* Requirement
Look for "Can you spot any wooden" in the records below, then copy that line and every line after it, exactly and with nothing added.

▼

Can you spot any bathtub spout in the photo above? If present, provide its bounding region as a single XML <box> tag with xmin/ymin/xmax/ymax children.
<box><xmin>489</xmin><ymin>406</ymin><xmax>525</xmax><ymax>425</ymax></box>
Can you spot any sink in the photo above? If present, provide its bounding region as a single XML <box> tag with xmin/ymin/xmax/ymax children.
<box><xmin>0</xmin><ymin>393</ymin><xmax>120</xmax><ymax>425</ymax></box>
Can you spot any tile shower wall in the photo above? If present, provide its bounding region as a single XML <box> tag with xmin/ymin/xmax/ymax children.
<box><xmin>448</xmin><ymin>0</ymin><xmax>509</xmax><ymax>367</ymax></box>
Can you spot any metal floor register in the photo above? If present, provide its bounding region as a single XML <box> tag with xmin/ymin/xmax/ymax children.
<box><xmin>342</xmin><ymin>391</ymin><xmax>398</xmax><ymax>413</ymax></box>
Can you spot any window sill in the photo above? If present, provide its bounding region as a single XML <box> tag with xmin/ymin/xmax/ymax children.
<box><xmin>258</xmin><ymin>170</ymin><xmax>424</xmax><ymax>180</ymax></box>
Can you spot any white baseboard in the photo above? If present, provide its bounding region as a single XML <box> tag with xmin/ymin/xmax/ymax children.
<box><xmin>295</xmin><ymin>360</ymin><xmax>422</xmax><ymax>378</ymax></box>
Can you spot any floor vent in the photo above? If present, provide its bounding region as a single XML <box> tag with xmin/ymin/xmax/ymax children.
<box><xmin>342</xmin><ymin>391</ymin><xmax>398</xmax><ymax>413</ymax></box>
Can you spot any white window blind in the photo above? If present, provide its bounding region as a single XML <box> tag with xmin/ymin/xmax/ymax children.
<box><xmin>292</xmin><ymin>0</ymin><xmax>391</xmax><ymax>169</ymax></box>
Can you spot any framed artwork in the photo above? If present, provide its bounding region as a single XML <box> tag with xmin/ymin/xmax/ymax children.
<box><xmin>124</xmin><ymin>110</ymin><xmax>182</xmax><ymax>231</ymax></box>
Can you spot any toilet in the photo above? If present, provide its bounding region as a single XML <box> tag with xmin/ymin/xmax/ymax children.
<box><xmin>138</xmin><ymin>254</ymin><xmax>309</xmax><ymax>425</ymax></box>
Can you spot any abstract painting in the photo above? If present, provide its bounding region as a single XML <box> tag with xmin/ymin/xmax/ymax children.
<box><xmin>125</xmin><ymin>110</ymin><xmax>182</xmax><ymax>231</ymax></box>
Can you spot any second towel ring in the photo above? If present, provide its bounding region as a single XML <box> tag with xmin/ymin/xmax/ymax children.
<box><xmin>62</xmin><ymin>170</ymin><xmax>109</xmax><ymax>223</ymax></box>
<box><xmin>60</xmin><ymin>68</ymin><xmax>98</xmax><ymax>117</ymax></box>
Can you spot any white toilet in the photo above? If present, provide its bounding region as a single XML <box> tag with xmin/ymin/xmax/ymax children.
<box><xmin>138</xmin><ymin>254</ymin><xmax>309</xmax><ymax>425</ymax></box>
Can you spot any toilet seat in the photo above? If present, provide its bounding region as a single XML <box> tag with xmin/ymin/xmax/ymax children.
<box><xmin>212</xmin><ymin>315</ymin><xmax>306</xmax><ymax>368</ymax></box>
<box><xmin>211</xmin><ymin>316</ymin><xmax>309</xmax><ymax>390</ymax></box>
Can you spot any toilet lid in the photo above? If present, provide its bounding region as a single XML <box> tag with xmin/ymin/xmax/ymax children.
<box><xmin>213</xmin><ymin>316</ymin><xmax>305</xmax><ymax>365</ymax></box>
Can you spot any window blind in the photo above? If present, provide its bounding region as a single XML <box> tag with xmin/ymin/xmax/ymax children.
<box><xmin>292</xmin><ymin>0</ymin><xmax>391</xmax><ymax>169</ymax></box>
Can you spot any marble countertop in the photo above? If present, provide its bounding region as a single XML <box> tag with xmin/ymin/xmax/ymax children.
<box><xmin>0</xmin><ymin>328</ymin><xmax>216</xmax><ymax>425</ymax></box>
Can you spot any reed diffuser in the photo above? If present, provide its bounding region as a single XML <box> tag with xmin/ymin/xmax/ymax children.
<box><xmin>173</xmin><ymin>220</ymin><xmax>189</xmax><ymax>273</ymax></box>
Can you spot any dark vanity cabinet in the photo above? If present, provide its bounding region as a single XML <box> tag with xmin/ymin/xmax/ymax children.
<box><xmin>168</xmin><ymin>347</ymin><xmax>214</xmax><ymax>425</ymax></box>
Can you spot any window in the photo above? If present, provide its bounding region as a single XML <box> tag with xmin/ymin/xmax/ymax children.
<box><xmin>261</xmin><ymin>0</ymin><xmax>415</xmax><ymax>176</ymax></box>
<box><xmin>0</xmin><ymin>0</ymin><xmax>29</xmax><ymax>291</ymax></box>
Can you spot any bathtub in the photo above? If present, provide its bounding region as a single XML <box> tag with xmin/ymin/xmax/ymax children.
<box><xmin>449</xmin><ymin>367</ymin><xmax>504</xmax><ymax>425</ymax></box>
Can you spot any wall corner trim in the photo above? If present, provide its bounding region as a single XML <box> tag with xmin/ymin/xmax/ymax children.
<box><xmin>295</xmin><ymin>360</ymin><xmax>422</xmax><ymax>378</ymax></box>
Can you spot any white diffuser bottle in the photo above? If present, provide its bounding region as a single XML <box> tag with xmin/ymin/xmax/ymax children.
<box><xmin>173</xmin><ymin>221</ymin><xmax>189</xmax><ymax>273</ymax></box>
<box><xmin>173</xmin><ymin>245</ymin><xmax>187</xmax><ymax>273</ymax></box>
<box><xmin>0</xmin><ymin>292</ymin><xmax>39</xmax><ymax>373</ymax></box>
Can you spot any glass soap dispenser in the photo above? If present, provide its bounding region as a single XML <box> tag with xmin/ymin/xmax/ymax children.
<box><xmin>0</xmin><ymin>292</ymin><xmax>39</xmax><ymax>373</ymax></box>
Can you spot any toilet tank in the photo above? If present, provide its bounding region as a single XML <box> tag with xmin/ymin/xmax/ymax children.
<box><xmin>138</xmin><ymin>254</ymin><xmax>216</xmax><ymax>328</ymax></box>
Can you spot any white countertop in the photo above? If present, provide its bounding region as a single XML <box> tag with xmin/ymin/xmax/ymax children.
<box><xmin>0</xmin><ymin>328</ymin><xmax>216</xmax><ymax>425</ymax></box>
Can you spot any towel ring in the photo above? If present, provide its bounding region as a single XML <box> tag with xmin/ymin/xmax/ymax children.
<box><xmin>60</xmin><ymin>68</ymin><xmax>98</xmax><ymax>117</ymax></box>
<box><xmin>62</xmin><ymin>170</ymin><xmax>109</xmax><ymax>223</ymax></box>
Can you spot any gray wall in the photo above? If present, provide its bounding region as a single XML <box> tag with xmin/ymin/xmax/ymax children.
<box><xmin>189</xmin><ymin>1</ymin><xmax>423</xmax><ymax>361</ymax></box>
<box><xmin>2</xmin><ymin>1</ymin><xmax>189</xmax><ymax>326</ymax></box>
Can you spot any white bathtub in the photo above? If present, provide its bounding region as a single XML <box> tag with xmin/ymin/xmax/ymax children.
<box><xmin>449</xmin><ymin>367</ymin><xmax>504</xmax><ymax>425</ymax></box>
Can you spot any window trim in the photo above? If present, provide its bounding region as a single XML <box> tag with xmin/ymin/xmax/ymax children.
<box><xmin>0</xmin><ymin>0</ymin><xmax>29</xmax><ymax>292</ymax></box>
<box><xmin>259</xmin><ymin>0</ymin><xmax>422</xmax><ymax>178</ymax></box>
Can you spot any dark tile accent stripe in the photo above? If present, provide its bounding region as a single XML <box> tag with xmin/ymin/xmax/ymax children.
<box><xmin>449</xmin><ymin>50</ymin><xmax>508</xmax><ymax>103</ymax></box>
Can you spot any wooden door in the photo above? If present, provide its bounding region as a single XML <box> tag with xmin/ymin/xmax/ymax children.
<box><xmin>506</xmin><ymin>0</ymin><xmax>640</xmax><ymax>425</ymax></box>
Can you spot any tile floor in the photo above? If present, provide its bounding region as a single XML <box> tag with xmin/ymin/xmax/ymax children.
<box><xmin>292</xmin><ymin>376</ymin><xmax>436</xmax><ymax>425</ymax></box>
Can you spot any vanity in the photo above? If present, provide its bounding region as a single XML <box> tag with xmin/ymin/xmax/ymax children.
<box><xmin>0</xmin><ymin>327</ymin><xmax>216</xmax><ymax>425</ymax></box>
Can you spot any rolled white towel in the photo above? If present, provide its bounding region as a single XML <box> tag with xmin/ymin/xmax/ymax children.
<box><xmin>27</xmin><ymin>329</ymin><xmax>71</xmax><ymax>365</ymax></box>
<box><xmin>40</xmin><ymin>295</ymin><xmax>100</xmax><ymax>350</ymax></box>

▲

* Answer to this problem
Can you spot any wooden door in the photo above? If present, provide its bounding region as a single XML <box> tag with xmin/ymin/xmax/ymax children.
<box><xmin>506</xmin><ymin>0</ymin><xmax>640</xmax><ymax>425</ymax></box>
Can you spot any tile floor in the photo above? If present, provide its bounding region as a single XML <box> tag with xmin/ymin/xmax/ymax children.
<box><xmin>292</xmin><ymin>376</ymin><xmax>436</xmax><ymax>425</ymax></box>
Can you spot any vanity in the photo above? If present, provide its bounding region as a single XML <box> tag with xmin/ymin/xmax/ymax children.
<box><xmin>0</xmin><ymin>327</ymin><xmax>216</xmax><ymax>425</ymax></box>
Can you spot any rolled white towel in the photo above? If present, provide its bounding region as a single XML <box> tag with xmin/ymin/xmax/ymax children.
<box><xmin>27</xmin><ymin>329</ymin><xmax>71</xmax><ymax>365</ymax></box>
<box><xmin>40</xmin><ymin>295</ymin><xmax>100</xmax><ymax>350</ymax></box>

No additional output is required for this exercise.